■ **Information supplied**

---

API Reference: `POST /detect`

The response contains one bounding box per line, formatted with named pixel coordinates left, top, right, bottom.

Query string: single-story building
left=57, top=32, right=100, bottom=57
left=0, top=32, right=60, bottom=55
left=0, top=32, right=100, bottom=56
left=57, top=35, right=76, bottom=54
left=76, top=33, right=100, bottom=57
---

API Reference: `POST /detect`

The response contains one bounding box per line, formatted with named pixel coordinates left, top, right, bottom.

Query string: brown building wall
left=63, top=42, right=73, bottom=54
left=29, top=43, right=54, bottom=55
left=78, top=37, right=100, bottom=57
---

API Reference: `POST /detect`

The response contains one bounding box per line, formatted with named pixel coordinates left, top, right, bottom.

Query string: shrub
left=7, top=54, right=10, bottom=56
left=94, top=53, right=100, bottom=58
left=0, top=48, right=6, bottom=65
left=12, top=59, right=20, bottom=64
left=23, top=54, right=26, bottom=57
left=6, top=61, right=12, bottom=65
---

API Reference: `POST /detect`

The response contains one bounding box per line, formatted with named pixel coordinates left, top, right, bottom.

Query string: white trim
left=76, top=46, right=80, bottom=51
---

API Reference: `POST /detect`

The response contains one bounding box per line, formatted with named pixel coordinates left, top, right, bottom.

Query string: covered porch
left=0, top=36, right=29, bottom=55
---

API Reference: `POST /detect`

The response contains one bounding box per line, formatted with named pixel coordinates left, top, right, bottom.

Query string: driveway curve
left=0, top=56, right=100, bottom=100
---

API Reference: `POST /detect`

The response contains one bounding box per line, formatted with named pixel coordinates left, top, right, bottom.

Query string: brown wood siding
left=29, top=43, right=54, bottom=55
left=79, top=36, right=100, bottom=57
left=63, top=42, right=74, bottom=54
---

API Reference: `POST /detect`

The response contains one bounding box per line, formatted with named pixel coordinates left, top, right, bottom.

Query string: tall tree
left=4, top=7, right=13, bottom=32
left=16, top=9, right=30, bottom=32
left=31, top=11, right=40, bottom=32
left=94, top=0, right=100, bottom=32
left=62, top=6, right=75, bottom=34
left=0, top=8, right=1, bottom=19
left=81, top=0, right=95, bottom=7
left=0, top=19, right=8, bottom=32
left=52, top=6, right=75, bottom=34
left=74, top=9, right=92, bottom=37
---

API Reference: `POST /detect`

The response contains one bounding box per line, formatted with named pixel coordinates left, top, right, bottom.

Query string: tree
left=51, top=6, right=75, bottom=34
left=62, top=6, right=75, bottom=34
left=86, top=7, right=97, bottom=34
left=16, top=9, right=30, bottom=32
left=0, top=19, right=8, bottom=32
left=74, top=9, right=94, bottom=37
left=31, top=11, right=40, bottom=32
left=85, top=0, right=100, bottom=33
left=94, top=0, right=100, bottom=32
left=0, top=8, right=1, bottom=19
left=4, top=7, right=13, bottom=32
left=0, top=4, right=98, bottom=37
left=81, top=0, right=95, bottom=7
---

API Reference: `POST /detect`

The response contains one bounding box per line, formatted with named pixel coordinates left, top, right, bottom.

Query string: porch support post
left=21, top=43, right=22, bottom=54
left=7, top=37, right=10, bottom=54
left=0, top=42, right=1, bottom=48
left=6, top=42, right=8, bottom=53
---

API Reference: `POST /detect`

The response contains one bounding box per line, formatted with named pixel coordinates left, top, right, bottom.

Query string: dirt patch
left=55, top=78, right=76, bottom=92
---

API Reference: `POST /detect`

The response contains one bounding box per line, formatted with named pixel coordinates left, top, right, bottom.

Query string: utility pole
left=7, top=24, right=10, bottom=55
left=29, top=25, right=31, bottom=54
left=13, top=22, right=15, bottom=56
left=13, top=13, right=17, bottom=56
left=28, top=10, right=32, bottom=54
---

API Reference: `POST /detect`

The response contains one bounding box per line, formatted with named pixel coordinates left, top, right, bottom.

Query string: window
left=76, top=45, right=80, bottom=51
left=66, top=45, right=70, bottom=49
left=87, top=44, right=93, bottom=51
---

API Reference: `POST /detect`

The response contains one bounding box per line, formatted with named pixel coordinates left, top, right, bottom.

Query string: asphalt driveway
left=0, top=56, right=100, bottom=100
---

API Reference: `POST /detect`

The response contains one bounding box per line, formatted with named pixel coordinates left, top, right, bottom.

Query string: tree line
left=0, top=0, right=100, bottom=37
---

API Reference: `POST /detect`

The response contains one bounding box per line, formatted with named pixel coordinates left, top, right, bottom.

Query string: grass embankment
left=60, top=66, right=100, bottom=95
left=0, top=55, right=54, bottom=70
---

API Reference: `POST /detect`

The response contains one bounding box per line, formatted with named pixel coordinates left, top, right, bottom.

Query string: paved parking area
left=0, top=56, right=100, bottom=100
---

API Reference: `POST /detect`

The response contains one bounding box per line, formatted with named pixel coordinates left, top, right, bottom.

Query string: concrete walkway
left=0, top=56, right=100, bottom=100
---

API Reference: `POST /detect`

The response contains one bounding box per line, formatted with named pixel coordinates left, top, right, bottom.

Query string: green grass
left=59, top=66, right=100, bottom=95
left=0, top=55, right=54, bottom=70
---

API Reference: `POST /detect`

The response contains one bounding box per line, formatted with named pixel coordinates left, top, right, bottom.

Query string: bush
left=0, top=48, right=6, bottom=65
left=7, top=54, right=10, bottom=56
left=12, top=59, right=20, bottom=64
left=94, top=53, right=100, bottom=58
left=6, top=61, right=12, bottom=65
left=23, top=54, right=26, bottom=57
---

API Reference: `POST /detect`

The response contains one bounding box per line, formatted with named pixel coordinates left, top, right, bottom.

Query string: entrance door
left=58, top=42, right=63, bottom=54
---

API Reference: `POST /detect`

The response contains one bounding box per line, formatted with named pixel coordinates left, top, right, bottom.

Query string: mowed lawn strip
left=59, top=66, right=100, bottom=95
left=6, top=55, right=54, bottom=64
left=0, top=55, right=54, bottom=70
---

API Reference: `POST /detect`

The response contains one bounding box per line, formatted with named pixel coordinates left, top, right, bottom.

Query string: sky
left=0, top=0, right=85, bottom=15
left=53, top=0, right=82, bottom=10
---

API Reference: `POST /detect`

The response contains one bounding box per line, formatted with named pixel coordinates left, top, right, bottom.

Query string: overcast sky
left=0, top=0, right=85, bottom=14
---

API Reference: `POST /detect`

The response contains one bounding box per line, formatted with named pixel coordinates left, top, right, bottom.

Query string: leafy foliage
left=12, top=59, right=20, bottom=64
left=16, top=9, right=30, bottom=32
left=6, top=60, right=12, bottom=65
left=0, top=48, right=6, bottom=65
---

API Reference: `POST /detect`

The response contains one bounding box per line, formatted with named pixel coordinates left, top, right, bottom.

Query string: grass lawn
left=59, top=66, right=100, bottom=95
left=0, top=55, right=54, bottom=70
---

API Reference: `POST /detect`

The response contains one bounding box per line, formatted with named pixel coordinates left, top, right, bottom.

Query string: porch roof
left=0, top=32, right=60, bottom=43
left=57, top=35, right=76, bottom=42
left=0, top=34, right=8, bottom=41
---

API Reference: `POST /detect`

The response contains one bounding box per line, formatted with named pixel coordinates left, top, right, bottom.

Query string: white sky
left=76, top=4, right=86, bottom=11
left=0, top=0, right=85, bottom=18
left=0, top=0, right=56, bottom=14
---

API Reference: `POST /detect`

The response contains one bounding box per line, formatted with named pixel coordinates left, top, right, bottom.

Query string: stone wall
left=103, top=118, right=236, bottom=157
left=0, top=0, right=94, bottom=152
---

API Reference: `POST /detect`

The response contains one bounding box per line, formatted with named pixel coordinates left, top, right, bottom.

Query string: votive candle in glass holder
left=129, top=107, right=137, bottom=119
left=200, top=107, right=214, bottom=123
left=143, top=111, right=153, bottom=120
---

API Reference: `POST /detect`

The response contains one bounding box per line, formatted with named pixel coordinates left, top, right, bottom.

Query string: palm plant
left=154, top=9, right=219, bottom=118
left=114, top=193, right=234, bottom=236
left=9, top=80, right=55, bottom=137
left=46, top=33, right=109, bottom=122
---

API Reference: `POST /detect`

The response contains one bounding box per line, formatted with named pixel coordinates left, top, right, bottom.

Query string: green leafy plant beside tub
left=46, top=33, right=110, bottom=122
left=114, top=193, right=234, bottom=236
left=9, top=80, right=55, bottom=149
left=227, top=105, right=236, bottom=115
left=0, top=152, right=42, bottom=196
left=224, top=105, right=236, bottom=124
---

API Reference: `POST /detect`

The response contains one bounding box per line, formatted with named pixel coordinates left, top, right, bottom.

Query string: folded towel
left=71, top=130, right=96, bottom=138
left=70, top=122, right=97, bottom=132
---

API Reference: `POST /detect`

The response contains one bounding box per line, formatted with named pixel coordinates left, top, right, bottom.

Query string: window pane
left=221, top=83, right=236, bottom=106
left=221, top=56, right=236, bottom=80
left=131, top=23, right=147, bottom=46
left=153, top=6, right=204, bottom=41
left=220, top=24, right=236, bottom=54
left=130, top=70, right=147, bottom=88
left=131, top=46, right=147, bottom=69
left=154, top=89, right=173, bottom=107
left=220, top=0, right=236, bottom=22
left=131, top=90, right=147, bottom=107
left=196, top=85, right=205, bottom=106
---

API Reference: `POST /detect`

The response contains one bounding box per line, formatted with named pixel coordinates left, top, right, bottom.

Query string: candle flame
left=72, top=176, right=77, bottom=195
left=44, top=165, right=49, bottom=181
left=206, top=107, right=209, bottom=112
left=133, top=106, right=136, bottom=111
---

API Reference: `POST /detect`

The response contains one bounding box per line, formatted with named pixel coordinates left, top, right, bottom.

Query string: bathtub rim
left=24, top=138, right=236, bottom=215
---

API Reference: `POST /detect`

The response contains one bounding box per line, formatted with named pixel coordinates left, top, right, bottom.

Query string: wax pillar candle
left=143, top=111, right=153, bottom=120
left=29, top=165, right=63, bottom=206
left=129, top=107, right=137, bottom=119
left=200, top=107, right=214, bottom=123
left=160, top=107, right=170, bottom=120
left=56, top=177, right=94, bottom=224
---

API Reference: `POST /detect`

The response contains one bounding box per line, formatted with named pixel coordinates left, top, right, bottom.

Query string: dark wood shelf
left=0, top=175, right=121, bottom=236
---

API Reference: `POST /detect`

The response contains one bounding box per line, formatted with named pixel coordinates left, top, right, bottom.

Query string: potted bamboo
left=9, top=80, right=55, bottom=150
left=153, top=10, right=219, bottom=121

■ **About this exercise**
Exactly the lines from the one containing "Query string: wax pillar candle" through the end of the listing above, inclusive, are to be written out, and no others.

■ **Result**
Query string: wax pillar candle
left=143, top=111, right=153, bottom=120
left=29, top=165, right=63, bottom=206
left=129, top=107, right=137, bottom=119
left=200, top=107, right=214, bottom=123
left=160, top=107, right=170, bottom=120
left=56, top=177, right=94, bottom=224
---

API Reference: `POST /detect`

The response contains one bounding box per line, formatted with named pixel coordinates left, top, right, bottom.

Query string: dark wood shelf
left=0, top=175, right=121, bottom=236
---

API Reference: `POST /detect`

The response contains one bounding box per line, formatted with named pixel coordinates left, top, right, bottom.

Query string: potted bamboo
left=9, top=80, right=55, bottom=150
left=153, top=10, right=219, bottom=121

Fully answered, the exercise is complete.